TO DO: Gather every line in the rows below that contains the word "heel", and list each one in full.

DATA SHOWN:
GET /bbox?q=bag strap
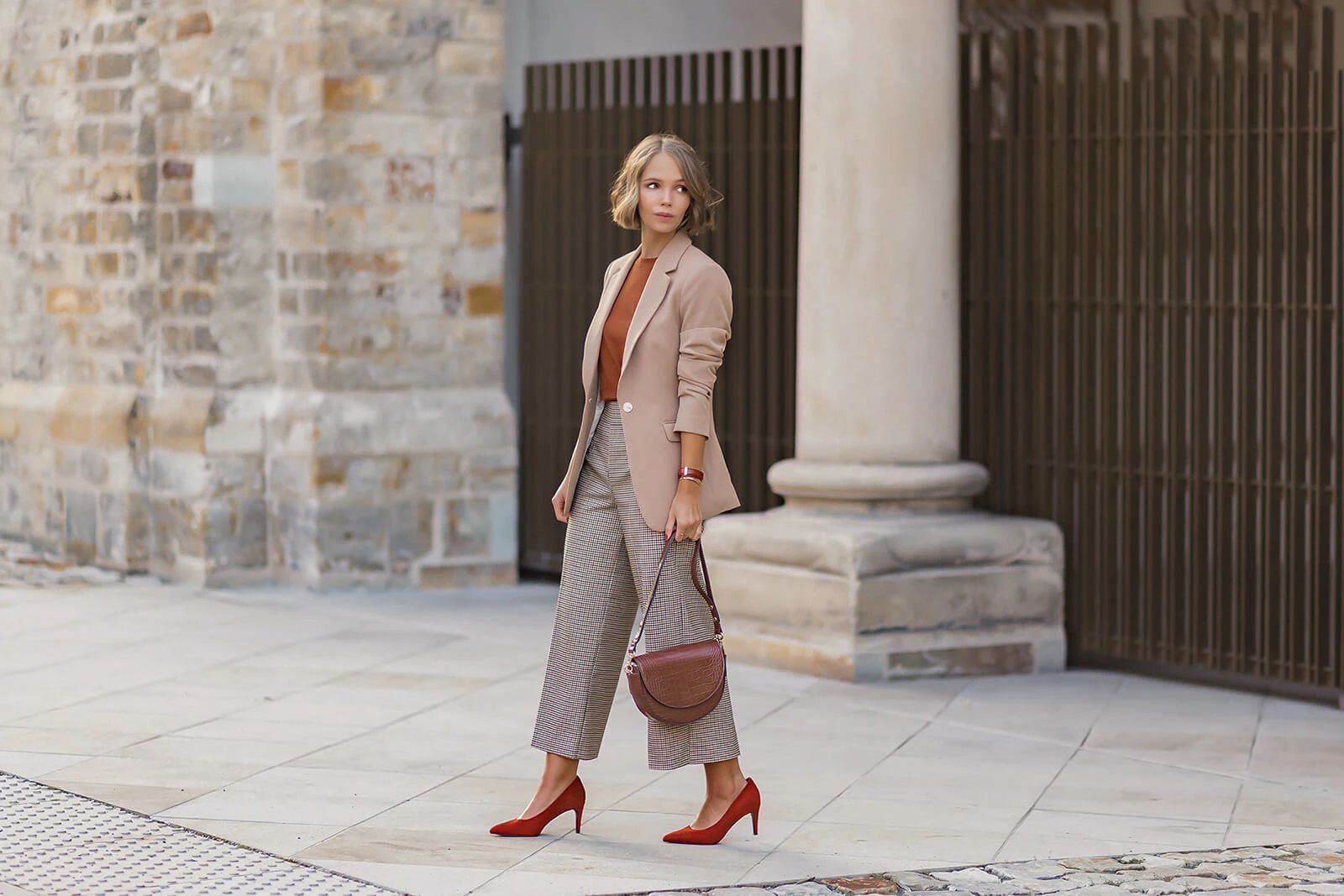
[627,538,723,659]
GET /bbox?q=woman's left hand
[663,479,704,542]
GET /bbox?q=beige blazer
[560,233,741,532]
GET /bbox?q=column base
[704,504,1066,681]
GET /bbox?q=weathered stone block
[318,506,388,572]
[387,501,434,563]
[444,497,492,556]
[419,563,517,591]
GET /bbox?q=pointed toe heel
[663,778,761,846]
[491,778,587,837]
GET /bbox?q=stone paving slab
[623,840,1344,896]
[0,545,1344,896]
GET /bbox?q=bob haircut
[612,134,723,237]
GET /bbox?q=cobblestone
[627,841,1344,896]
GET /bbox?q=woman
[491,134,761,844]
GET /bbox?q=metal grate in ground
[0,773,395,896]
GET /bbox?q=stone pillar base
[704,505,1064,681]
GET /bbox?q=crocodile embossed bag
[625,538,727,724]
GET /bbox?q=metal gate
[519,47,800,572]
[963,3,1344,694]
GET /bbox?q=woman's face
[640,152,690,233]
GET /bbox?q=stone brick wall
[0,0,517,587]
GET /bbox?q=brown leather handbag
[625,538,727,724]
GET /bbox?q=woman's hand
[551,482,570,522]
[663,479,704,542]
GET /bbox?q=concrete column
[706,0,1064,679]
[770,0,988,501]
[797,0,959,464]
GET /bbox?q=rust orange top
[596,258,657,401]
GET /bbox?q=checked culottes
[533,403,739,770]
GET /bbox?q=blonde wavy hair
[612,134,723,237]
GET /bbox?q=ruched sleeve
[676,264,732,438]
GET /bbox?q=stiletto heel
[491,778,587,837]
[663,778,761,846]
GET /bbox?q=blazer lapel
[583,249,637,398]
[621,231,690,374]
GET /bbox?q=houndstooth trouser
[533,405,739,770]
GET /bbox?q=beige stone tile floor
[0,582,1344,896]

EXPECTED ANSWER:
GET /bbox?q=pointed toe heel
GET /bbox?q=stiletto heel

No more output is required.